▶ Your task:
Starting with the line that contains "Query: chair backrest", repeat exactly every line through the last one in the records below, and leave out the pictures.

╔══

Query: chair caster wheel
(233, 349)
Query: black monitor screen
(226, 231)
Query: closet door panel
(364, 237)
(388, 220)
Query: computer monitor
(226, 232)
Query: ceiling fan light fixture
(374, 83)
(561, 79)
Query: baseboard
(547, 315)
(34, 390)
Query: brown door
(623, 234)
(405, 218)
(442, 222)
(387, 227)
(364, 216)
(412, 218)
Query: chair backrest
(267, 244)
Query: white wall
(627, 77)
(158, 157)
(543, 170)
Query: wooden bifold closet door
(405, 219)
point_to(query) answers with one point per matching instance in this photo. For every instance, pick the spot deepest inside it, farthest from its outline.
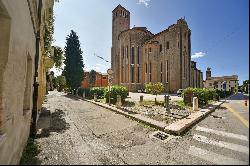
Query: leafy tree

╚══

▶ Response:
Query: chair backrest
(267, 244)
Query: white wall
(627, 77)
(158, 157)
(543, 170)
Query: wooden bifold closet door
(405, 219)
point_to(query) answers with one point per matching instance in this photo. For every instance, pick the spot deepest inside it, farthest from its outline.
Query: leafy tree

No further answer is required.